V.3.2.2.Ecouter et convaincre

Dans l'élaboration d'un projet consensuel, qui prenne en compte les souhaits des locataires et les exigences du groupe 3F, les personnes en charge de la concertation ont à réaliser un travail d'écoute et d'explication. Alors que les responsables de l'office de Gennevilliers insistent sur les particularités de chacun des bâtiments, considérant que les habitants ne réagissant jamais de la même façon, et sur la nécessité de prendre toujours en compte les spécificités de chacun, leurs homologues du groupe 3F insistent quant à eux sur l'intérêt de mener la concertation avec efficacité, c'est-à-dire d'aboutir rapidement à un consens qui suscite la satisfaction des habitants.

Ainsi, le chef de secteur explique que le groupe de travail est constitué de volontaires acceptés par l'organisme : considérant que certaines personnes ne viennent que pour s'opposer systématiquement au groupe 3F, comme elles le font habituellement, les responsables se réservent le droit de les exclure du groupe de travail. De plus, alors que l'office de Gennevilliers tend à remettre en cause son approche et ses compétences au profit des remarques des locataires, le chef de secteur considère lui que les habitants peuvent ne pas avoir les capacités nécessaires pour juger des travaux :

« Les locataires ne sont pas des professionnels, donc ils peuvent avoir un point de vue erroné »

Afin de faciliter la mise en œuvre des travaux et la gestion des logements, les responsables du groupe 3F estiment également que les travaux à la carte, comme ceux réalisés par l'office de Gennevilliers, sont avant tout sources d'ennuis, et préfèrent donc les éviter. Le chef de secteur répond ainsi à la question «est-ce que vous laissez les locataires choisir l'emplacement [d'un point lumineux dans la salle de bain] ?» :

« Surtout pas ! on ne va pas s'amuser à creuser et à faire des raccords de peinture de toutes les couleurs, et vert à pois rouges ! »

- _Lignes de données_

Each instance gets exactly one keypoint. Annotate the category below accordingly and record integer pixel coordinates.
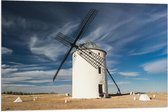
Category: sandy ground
(57, 101)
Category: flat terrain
(57, 101)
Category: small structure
(18, 100)
(67, 94)
(144, 97)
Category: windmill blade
(87, 20)
(97, 58)
(119, 92)
(64, 39)
(95, 63)
(66, 56)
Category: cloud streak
(129, 74)
(6, 50)
(156, 66)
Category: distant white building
(87, 81)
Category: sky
(133, 35)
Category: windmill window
(99, 70)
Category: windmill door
(100, 87)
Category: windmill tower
(89, 64)
(88, 82)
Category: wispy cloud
(156, 66)
(149, 49)
(6, 50)
(129, 74)
(120, 82)
(37, 89)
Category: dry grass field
(57, 101)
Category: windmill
(89, 55)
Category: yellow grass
(57, 101)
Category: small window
(99, 70)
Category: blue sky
(133, 35)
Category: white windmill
(89, 71)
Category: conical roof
(90, 45)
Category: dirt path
(57, 101)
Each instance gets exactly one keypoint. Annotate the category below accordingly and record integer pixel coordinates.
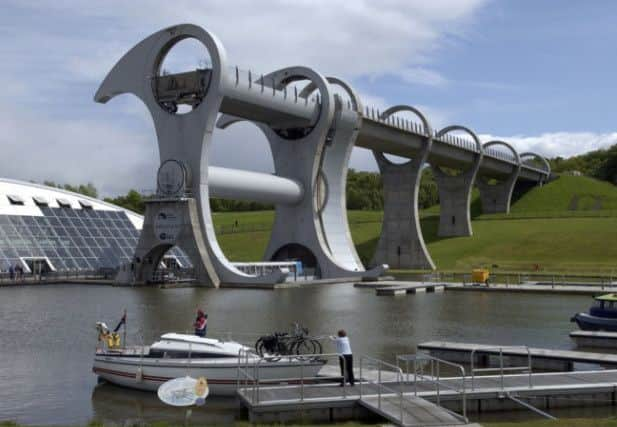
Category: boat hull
(222, 374)
(588, 322)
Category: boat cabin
(605, 306)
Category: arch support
(168, 223)
(401, 244)
(184, 142)
(496, 197)
(317, 158)
(545, 165)
(455, 191)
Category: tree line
(600, 164)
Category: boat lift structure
(311, 132)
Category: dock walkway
(397, 287)
(600, 339)
(542, 358)
(549, 390)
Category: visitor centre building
(45, 229)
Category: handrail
(380, 385)
(436, 378)
(244, 365)
(489, 349)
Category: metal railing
(379, 384)
(418, 362)
(250, 378)
(501, 369)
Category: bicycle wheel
(317, 348)
(303, 347)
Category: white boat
(177, 355)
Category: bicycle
(284, 344)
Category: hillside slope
(568, 225)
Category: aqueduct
(311, 133)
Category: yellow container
(479, 275)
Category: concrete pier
(496, 197)
(401, 244)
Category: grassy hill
(569, 225)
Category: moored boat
(602, 316)
(176, 355)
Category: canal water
(47, 336)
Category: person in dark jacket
(201, 324)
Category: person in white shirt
(343, 348)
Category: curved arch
(471, 133)
(428, 131)
(356, 103)
(538, 157)
(128, 70)
(497, 197)
(455, 191)
(508, 146)
(401, 243)
(184, 137)
(285, 76)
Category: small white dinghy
(179, 355)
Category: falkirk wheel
(309, 186)
(311, 133)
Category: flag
(121, 322)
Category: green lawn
(569, 226)
(556, 244)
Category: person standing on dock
(343, 348)
(201, 324)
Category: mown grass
(564, 422)
(557, 244)
(542, 231)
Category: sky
(538, 74)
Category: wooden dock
(541, 358)
(594, 339)
(394, 287)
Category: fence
(419, 361)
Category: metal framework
(311, 132)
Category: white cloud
(56, 53)
(564, 144)
(422, 76)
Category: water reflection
(111, 404)
(47, 335)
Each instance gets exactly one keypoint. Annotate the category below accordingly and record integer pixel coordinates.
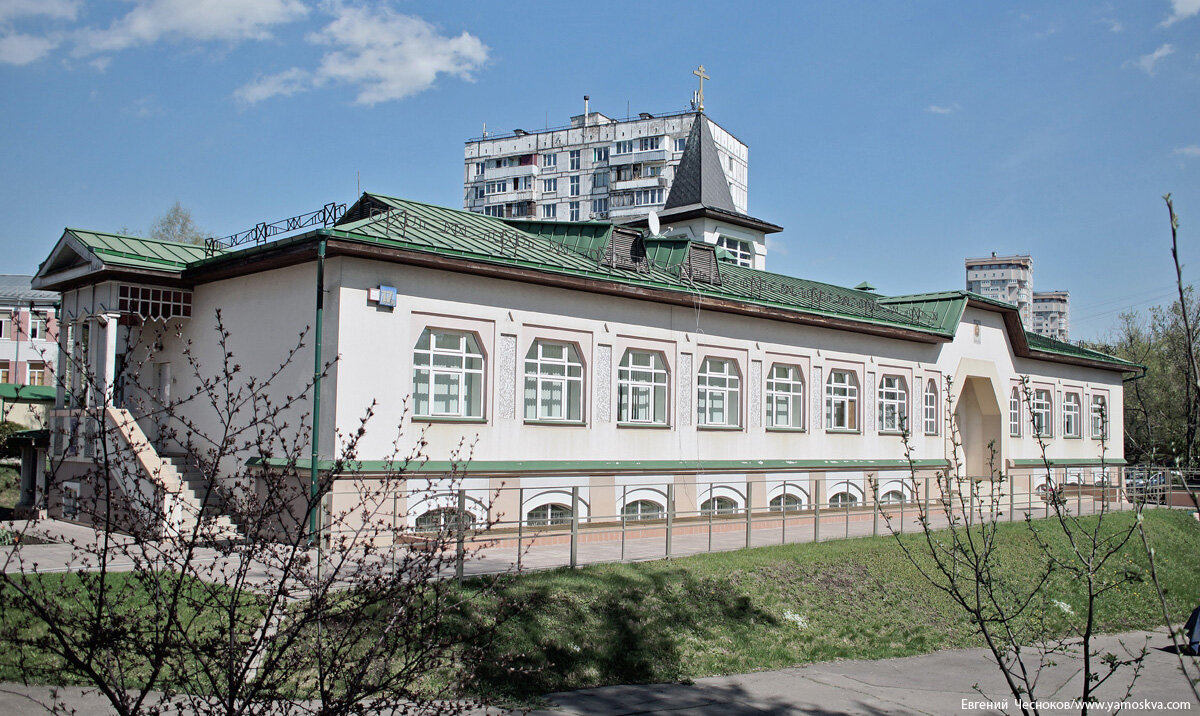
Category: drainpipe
(315, 483)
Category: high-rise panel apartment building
(1051, 314)
(1005, 278)
(595, 168)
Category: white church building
(591, 355)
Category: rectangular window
(36, 373)
(1099, 417)
(1043, 411)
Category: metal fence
(582, 523)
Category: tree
(207, 589)
(177, 224)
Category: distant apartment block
(597, 168)
(1051, 314)
(1005, 278)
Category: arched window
(642, 510)
(549, 515)
(719, 392)
(553, 381)
(1043, 410)
(786, 503)
(893, 404)
(1071, 410)
(931, 421)
(448, 375)
(841, 401)
(843, 499)
(718, 506)
(642, 387)
(785, 397)
(443, 518)
(1014, 414)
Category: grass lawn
(745, 611)
(777, 607)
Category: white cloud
(264, 86)
(23, 49)
(229, 20)
(1147, 62)
(943, 108)
(65, 10)
(384, 54)
(1181, 10)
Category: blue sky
(888, 139)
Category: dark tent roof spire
(699, 178)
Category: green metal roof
(28, 393)
(576, 248)
(138, 253)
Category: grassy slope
(725, 613)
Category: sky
(889, 139)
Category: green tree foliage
(1161, 407)
(177, 224)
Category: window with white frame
(841, 401)
(547, 515)
(931, 404)
(553, 381)
(448, 374)
(1014, 413)
(642, 510)
(1043, 413)
(1071, 416)
(642, 387)
(718, 506)
(741, 251)
(719, 392)
(893, 404)
(1099, 417)
(36, 373)
(785, 397)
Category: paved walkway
(935, 684)
(939, 683)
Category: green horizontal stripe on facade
(1068, 462)
(607, 465)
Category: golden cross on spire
(700, 96)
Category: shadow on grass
(592, 627)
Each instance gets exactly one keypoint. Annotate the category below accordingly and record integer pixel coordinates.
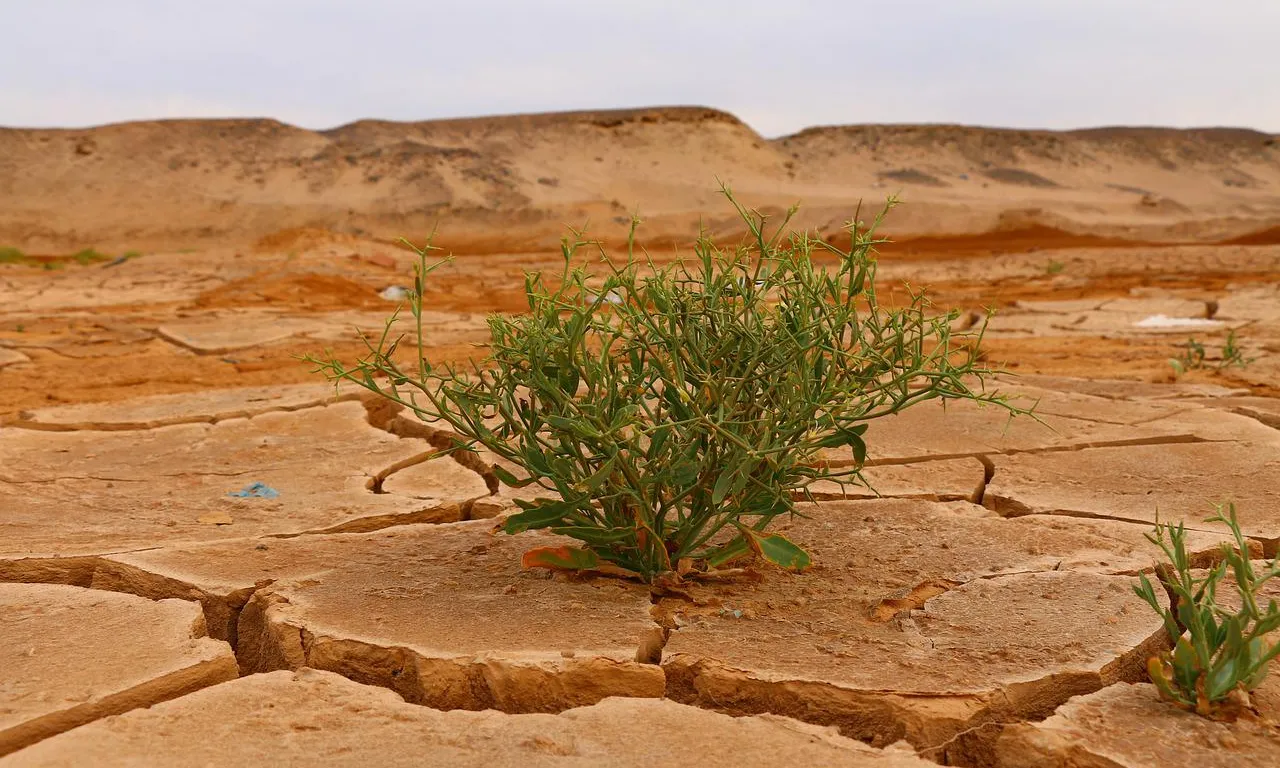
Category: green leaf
(560, 558)
(723, 483)
(592, 534)
(538, 515)
(597, 479)
(508, 479)
(777, 549)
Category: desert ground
(974, 609)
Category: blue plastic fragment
(257, 490)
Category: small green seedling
(1191, 360)
(676, 410)
(1196, 357)
(1220, 654)
(1232, 353)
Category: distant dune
(513, 183)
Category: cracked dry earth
(978, 611)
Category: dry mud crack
(71, 656)
(337, 722)
(982, 615)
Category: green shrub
(1220, 654)
(677, 410)
(1194, 356)
(88, 256)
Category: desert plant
(676, 410)
(1219, 653)
(1196, 357)
(1233, 355)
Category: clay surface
(72, 656)
(1128, 726)
(316, 718)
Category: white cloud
(781, 67)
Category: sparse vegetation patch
(677, 410)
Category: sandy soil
(979, 613)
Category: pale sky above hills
(780, 65)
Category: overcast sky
(778, 64)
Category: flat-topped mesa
(511, 183)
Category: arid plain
(978, 611)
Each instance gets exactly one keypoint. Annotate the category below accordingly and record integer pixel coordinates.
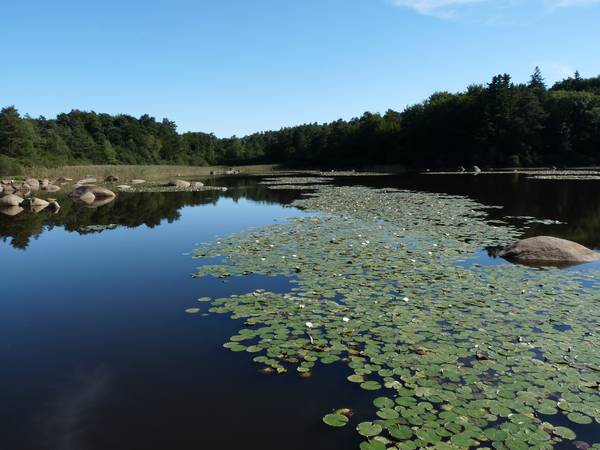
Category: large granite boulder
(33, 183)
(548, 250)
(10, 200)
(179, 184)
(91, 194)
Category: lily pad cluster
(460, 356)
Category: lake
(98, 352)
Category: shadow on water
(98, 353)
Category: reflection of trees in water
(575, 202)
(132, 210)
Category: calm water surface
(97, 352)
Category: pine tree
(537, 80)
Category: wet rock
(11, 210)
(34, 184)
(179, 184)
(548, 250)
(87, 197)
(10, 200)
(34, 202)
(53, 206)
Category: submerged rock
(547, 249)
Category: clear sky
(238, 66)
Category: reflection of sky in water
(97, 352)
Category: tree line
(501, 123)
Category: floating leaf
(335, 420)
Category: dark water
(97, 352)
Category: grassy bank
(145, 172)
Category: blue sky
(238, 66)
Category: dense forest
(501, 123)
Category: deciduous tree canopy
(501, 123)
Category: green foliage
(498, 124)
(9, 166)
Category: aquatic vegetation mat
(457, 356)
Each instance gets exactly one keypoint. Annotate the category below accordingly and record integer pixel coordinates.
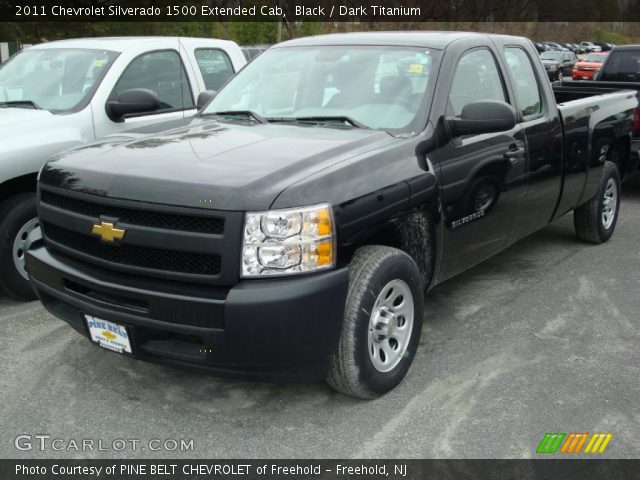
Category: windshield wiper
(321, 119)
(243, 113)
(20, 104)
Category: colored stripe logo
(574, 443)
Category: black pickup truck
(621, 69)
(290, 230)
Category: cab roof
(115, 44)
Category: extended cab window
(215, 67)
(161, 72)
(524, 82)
(476, 78)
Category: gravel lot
(542, 338)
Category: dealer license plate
(109, 335)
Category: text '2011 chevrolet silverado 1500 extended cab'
(291, 229)
(63, 94)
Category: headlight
(285, 242)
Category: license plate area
(109, 335)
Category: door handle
(514, 153)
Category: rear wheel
(382, 323)
(17, 219)
(595, 221)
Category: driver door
(484, 175)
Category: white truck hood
(16, 119)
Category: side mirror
(204, 98)
(131, 102)
(485, 116)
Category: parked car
(605, 47)
(252, 51)
(586, 68)
(59, 95)
(555, 46)
(558, 63)
(540, 47)
(621, 69)
(579, 48)
(590, 47)
(571, 47)
(289, 231)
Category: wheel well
(25, 183)
(620, 154)
(414, 234)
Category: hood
(16, 119)
(209, 164)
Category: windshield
(623, 66)
(593, 58)
(551, 56)
(373, 87)
(58, 80)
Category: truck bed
(604, 110)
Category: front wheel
(17, 219)
(595, 221)
(382, 323)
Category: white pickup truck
(60, 95)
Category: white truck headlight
(290, 241)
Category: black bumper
(284, 329)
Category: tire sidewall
(14, 219)
(610, 171)
(397, 266)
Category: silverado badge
(107, 232)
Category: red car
(586, 68)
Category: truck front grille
(176, 243)
(133, 255)
(188, 223)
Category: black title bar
(320, 469)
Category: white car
(591, 47)
(64, 94)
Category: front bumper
(275, 329)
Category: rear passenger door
(483, 176)
(538, 116)
(162, 72)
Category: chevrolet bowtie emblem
(107, 232)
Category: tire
(17, 217)
(358, 368)
(591, 222)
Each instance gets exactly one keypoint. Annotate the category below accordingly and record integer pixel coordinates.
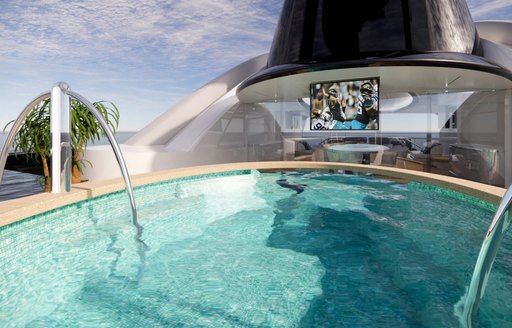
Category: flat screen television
(345, 104)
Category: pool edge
(18, 209)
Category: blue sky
(143, 55)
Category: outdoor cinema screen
(345, 105)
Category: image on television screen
(345, 105)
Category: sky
(142, 55)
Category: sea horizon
(121, 137)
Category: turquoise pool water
(251, 249)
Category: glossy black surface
(312, 31)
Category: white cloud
(133, 30)
(493, 9)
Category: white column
(60, 135)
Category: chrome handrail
(485, 260)
(117, 152)
(115, 146)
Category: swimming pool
(282, 249)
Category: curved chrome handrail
(485, 260)
(15, 128)
(117, 152)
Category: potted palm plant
(33, 138)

- _Consigne_
Dans le texte sur la concertation avec les locataires, recopiez mot pour mot l'extrait allant de « Dans l'élaboration d'un » jusqu'à « satisfaction des habitants. ».

- _Réponse_
Dans l'élaboration d'un projet consensuel, qui prenne en compte les souhaits des locataires et les exigences du groupe 3F, les personnes en charge de la concertation ont à réaliser un travail d'écoute et d'explication. Alors que les responsables de l'office de Gennevilliers insistent sur les particularités de chacun des bâtiments, considérant que les habitants ne réagissant jamais de la même façon, et sur la nécessité de prendre toujours en compte les spécificités de chacun, leurs homologues du groupe 3F insistent quant à eux sur l'intérêt de mener la concertation avec efficacité, c'est-à-dire d'aboutir rapidement à un consens qui suscite la satisfaction des habitants.